> _EXTRAIT DU DOCUMENT_
**********

L’homme d’une seule œuvre, néanmoins inlassablement augmentée, approfondie, décalée et diffractée. L’aventure commence tôt. Doublement déterminée. Il y a d’abord les outils de sa mère, tenant un petit magasin d’articles de quincaillerie : là, il déniche les grattoirs, brosses et spatules, qui feront de lui l’un des précurseurs de l’abstraction.
Ensuite, cette anecdote, qui au savoir de la main, adjoint l’intelligence de l’esprit. Car la peinture, pour Pierre Soulages, est chose spirituelle, et son motif, prétexte à élévation. Cela sera ce moment de révélation qu’il racontait à loisir : enfant, pour dessiner un paysage de neige, il s’empare de la couleur noire.
Mettre du noir pour mieux faire saillir le blanc. À l’entendre, sa voie est déjà toute tracée. Une sorte de vocation quasi mystique, enracinée dans le temps long d’une histoire humaine éternelle : une passion pour les menhirs du Néolithique ou pour les églises romanes – à l’abbaye de Conques, il reviendra poser ses vitraux. Blanc cette fois-ci, c’est-à-dire incolores, à peine striés.
Un avenir brillant, c’est-à-dire beaucoup d’ennemis
Son parcours est d’abord classique. Les Beaux-Arts à Montpellier en 1938, qui l’ennuient. Trop poussiéreux pour celui qui, déjà, découvre Cézanne et Picasso. La guerre, brièvement. L’enseignement, simple passade également. Solitaire, encore peu relié à Paris. Mais peignant sans relâche, pratiquant quotidiennement l’abstraction : sur papier, au brou de noix, à l’encre ou au fusain.
Comme un rite de passage : le refus de ses toiles au Salon d’Automne en 1947. Puis, un autre : le scandale suscité lorsqu’il expose cette fois-ci bel et bien, pour la première fois à Paris, dans un salon sans jury, le Salon des Surindépendants. En octobre 1947, la capitale et ses artistes le découvrent. Francis Picabia lui prédit un avenir brillant, c’est-à-dire beaucoup d’ennemis.
Les premières expositions collectives s’enchaînent durant le début des années 1950. Son Paris, c’est celui de Montparnasse. Là, les artistes étrangers passent, circulent, échangent. Mais cela ne lui suffit plus. Il lui faut traverser l’Atlantique. Et au mitan de la décennie, il s’en va rencontrer Willem de Kooning, Franz Kline, Robert Motherwell, Mark Rothko, tenants de l’expressionnisme abstrait.
De l’expressionnisme abstrait vers l’expression pure
Au fil des expositions, il trouve sa bande : Pierre Alechinsky, Olivier Debré, Hans Hartung. En mai 1968, il reste à l’écart. Les remous du monde, les révoltes des étudiant·es auxquelles prennent part ses contemporains, il n’en a cure : la même année, il installe l’une de ses peintures dans le bureau de Georges Pompidou.
Déjà révéré durant les années 1960 et 1970, l’outrenoir n’arrive en tant que tel qu’en 1979 : aux tons de bruns, certes sombres, certes abstraits, succède cette pâte noire, dès lors travaillée en volume et monopigmentaire – par accident, au hasard du labeur d’atelier. Dès lors, la ligne est trouvée ; au-delà de l’abstraction, cela sera le modelage d’une épaisseur. Le passage à l’acrylique, après l’huile, n’y changera rien, l’amplifiant seulement.

**********

> _DONNÉES FOURNIES_

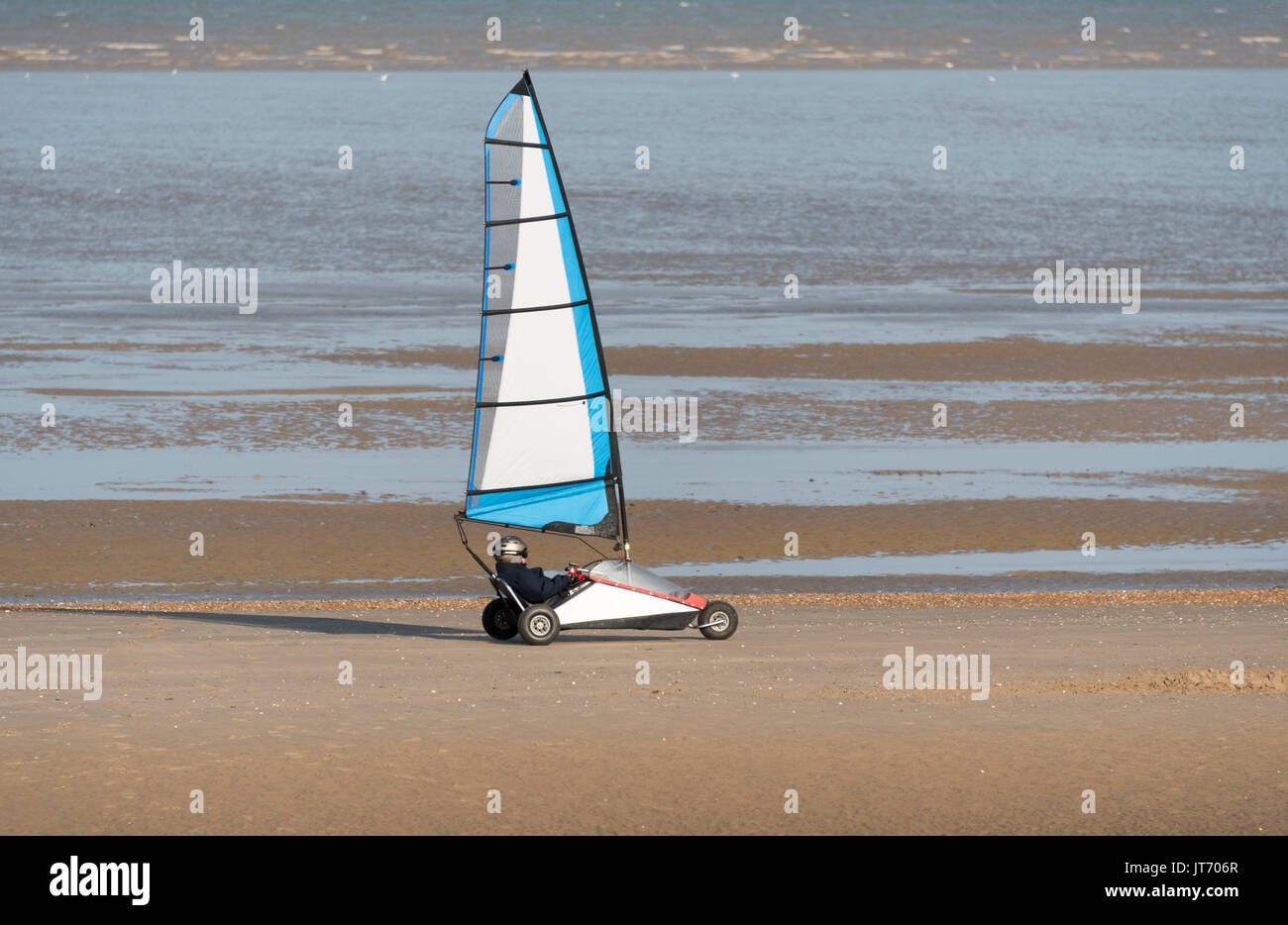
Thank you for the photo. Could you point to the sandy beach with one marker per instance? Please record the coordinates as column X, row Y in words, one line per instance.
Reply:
column 1125, row 694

**********

> _CONSIGNE 1_
D'après l'extrait sur Pierre Soulages, en quelle année l'outrenoir apparaît-il en tant que tel ?
> _CONSIGNE 2_
Dans l'extrait sur Pierre Soulages, transformez en liste à puces le paragraphe qui commence par « Son parcours est d'abord classique », en gardant ses faits principaux.
> _CONSIGNE 3_
Selon l'extrait sur Pierre Soulages, quels tenants de l'expressionnisme abstrait part-il rencontrer en traversant l'Atlantique ? Nommez-les tous.

> _RÉPONSE COMPLÈTE 1_
En 1979.

> _RÉPONSE COMPLÈTE 2_
- Études aux Beaux-Arts de Montpellier en 1938, qui l'ennuient ; il découvre déjà Cézanne et Picasso.
- Brève période de guerre.
- Enseignement, lui aussi passager.
- Vie solitaire, encore peu reliée à Paris.
- Peinture sans relâche et pratique quotidienne de l'abstraction : sur papier, au brou de noix, à l'encre ou au fusain.

> _RÉPONSE COMPLÈTE 3_
- Willem de Kooning
- Franz Kline
- Robert Motherwell
- Mark Rothko